# START OF TASK DATA

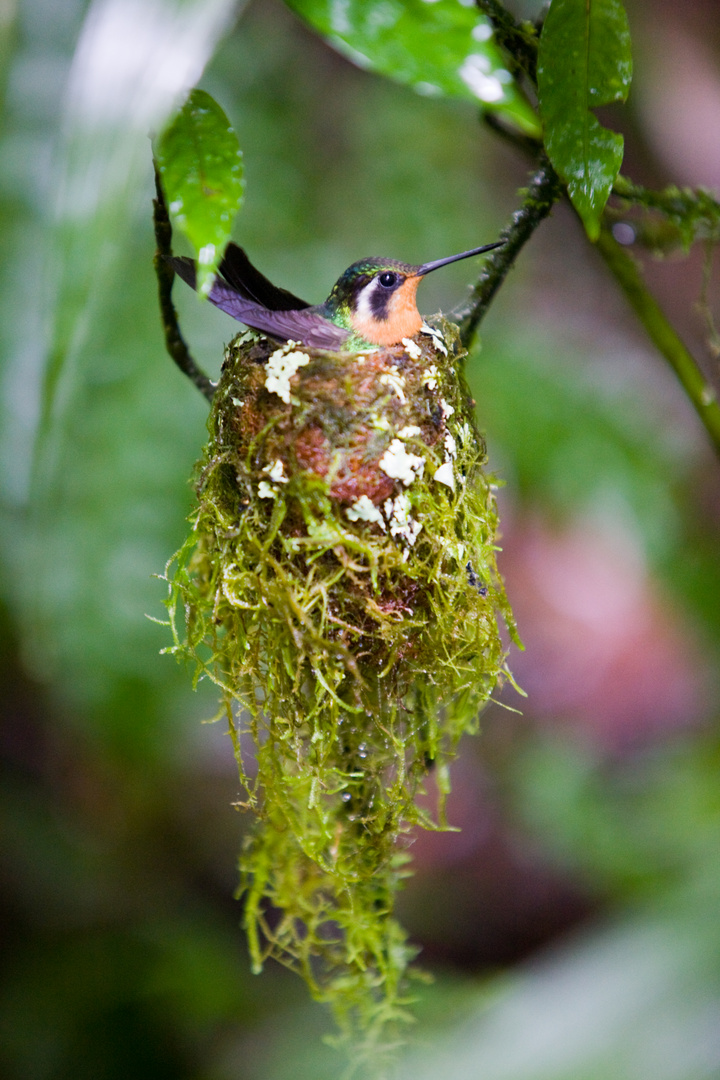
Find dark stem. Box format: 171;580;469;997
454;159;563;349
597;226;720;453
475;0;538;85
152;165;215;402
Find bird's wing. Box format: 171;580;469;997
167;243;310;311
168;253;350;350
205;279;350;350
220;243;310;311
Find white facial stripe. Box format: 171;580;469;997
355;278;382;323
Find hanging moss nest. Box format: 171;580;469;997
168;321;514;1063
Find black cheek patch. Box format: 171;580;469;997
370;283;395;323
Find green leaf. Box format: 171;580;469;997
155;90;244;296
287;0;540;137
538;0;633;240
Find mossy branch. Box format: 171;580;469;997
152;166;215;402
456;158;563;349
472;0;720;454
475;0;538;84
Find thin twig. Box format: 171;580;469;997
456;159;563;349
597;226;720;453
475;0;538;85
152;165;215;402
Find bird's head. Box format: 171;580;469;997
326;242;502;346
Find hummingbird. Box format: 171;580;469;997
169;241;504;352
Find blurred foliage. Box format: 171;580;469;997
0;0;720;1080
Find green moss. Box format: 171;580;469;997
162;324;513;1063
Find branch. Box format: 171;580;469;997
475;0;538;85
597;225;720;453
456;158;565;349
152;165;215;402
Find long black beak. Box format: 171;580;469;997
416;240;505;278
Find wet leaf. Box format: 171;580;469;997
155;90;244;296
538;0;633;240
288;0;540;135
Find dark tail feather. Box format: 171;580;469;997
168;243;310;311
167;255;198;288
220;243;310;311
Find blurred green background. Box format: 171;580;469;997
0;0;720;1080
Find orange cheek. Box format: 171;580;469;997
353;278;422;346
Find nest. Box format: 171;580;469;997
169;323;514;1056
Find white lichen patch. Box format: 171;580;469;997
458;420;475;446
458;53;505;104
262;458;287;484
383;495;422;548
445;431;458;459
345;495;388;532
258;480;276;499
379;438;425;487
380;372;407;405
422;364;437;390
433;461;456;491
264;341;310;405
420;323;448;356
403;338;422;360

# END OF TASK DATA
# START OF TASK DATA

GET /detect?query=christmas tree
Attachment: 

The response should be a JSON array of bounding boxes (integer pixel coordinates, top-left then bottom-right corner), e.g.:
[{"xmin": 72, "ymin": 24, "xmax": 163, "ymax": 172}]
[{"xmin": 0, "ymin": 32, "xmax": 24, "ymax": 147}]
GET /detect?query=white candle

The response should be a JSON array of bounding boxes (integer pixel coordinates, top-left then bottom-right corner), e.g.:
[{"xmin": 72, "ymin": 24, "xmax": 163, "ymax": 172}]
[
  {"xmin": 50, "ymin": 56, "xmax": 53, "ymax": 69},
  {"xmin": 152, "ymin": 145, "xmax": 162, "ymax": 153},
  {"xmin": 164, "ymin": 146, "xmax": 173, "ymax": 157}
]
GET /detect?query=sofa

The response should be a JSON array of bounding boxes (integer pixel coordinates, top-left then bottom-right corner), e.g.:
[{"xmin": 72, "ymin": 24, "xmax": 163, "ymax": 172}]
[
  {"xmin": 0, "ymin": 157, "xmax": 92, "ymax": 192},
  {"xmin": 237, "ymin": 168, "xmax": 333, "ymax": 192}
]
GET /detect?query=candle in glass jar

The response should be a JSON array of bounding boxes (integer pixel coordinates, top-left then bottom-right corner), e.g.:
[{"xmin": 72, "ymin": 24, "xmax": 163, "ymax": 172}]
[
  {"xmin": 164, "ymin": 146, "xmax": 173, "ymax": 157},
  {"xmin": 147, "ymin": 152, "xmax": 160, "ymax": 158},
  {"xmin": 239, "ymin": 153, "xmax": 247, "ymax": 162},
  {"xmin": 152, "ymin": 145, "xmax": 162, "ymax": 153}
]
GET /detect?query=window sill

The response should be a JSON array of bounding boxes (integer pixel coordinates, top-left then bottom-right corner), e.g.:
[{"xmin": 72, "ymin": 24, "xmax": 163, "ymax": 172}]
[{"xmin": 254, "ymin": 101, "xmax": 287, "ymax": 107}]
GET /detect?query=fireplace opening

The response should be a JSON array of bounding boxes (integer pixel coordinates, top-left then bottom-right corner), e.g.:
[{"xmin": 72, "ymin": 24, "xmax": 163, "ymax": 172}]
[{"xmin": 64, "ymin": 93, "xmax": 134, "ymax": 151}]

# END OF TASK DATA
# START OF TASK DATA

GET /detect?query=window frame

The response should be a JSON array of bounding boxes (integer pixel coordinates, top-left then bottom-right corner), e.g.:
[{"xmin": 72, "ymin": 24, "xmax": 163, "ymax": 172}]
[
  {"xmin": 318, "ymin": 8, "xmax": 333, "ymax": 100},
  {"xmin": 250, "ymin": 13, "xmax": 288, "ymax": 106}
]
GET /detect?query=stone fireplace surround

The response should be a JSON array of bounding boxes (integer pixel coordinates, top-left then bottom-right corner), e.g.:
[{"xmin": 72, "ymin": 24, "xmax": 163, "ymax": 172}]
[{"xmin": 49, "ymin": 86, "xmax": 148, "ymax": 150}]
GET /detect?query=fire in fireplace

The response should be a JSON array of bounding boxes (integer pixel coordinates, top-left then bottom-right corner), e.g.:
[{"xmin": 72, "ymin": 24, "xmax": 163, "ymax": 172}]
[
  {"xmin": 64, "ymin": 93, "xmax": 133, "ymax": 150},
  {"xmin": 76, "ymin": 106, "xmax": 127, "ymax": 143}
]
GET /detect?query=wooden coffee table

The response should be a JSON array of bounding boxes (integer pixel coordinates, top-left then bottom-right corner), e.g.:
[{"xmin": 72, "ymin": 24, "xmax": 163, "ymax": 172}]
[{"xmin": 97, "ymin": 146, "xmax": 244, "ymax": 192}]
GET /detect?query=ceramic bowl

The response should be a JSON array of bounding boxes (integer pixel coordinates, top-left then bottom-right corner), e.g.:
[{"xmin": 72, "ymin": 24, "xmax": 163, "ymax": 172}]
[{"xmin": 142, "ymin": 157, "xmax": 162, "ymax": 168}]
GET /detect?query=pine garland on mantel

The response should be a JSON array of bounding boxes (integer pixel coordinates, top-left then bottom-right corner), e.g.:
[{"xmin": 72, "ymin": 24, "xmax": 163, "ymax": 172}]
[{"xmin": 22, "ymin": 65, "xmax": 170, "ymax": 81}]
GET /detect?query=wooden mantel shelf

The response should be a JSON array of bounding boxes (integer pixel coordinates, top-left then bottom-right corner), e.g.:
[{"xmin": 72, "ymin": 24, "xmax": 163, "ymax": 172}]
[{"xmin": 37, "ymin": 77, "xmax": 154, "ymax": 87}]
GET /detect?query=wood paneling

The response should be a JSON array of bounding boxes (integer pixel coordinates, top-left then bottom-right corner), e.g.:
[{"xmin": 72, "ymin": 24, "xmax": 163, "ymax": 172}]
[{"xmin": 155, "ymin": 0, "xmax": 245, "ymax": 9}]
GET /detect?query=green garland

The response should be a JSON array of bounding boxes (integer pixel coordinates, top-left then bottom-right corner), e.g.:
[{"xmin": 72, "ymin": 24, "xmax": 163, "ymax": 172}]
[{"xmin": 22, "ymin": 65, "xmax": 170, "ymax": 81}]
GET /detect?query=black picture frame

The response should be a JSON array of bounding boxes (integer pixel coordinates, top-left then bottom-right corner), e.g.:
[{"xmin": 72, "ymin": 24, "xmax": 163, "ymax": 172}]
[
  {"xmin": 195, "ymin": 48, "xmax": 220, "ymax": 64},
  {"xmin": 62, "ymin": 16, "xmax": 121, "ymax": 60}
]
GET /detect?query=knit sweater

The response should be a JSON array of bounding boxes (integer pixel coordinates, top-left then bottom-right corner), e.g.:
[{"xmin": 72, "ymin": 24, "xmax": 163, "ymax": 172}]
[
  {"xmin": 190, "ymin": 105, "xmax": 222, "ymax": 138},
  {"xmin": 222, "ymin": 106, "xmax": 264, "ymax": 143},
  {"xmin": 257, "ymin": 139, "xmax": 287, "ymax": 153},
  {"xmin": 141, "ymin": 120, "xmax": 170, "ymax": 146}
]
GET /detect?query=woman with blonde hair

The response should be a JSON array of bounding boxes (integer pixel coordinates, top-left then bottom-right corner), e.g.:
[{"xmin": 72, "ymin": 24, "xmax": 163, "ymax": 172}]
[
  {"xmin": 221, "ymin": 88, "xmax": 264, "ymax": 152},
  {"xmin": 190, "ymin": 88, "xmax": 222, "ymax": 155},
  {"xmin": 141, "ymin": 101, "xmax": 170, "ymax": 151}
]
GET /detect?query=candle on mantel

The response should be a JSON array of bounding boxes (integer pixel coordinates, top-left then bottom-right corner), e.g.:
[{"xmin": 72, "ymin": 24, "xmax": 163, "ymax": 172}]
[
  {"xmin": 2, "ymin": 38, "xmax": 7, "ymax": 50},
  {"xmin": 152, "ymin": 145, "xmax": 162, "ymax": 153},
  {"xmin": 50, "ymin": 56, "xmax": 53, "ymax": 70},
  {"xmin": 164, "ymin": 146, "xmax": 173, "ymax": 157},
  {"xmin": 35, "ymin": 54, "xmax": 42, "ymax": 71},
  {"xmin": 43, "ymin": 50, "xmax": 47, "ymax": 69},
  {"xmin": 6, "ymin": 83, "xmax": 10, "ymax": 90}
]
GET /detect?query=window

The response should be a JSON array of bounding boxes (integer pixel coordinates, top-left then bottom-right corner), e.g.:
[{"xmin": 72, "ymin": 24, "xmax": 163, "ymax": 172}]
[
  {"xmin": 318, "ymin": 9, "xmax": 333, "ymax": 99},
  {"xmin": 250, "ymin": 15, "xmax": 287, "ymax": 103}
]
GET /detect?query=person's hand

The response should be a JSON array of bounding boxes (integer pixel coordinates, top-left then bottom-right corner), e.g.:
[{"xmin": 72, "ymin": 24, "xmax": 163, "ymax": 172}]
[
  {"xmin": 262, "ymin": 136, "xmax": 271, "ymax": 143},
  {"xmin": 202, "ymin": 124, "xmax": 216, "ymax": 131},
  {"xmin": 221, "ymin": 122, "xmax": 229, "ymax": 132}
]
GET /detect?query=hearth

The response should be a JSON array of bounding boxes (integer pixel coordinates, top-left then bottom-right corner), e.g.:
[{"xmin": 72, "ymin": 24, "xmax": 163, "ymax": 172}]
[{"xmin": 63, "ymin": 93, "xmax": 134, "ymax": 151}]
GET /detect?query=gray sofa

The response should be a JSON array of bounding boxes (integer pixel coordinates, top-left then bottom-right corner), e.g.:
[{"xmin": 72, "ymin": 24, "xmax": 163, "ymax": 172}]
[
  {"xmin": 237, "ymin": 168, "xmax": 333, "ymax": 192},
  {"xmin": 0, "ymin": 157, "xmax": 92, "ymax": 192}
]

# END OF TASK DATA

#### [GIVEN EXERCISE]
Arrange the data from the line containing "Find dark stem. Box format: 171;580;469;997" through the line containing "403;338;422;360", both included, as a numbered list with blank lines omitted.

#### [FULL ANSWER]
1. Find dark stem. Box format: 171;580;469;997
2. 454;159;563;349
3. 597;226;720;453
4. 475;0;538;85
5. 152;165;215;402
6. Find bird's wing. Box format: 171;580;469;997
7. 167;243;310;311
8. 168;253;350;350
9. 205;279;350;350
10. 220;243;310;311
11. Find white facial stripe. Box format: 171;580;469;997
12. 355;278;382;323
13. Find hanging moss nest. Box format: 171;580;469;997
14. 168;321;514;1063
15. Find black cheek patch. Box format: 171;580;469;997
16. 370;283;395;323
17. Find green leaf. Box format: 171;580;469;997
18. 155;90;244;296
19. 287;0;540;137
20. 538;0;633;240
21. Find mossy branch. Box format: 171;580;469;997
22. 152;166;215;402
23. 456;158;563;349
24. 472;0;720;454
25. 475;0;538;84
26. Find thin twig. Box format: 171;580;469;997
27. 456;159;563;349
28. 597;226;720;453
29. 475;0;538;85
30. 152;165;215;402
31. Find bird's head. Box format: 171;580;469;997
32. 326;242;502;346
33. Find hummingbird. Box format: 171;580;469;997
34. 169;241;504;352
35. Find blurred foliage. Box format: 171;580;469;997
36. 0;0;720;1080
37. Find green moss. Box format: 171;580;469;997
38. 162;324;513;1063
39. Find branch. Box format: 171;580;469;997
40. 475;0;538;85
41. 597;225;720;453
42. 456;158;565;349
43. 152;165;215;402
44. Find long black beak. Box format: 171;580;469;997
45. 416;240;505;278
46. Find wet leaf. Box format: 171;580;469;997
47. 155;90;244;296
48. 538;0;633;240
49. 288;0;540;135
50. Find dark tail feather. Box format: 171;580;469;997
51. 168;243;310;311
52. 167;255;198;288
53. 220;243;310;311
54. Find blurred green background. Box format: 171;580;469;997
55. 0;0;720;1080
56. Find orange cheek. Box format: 171;580;469;997
57. 353;278;422;346
58. Find nest. Box format: 171;580;469;997
59. 169;323;514;1056
60. Find white lichen patch. Box format: 171;580;469;997
61. 458;420;475;446
62. 458;53;505;104
63. 262;458;287;484
64. 383;495;422;548
65. 445;431;458;459
66. 345;495;388;532
67. 258;480;276;499
68. 379;438;425;487
69. 380;372;407;405
70. 422;364;437;390
71. 433;461;456;491
72. 264;341;310;405
73. 420;323;448;356
74. 403;338;422;360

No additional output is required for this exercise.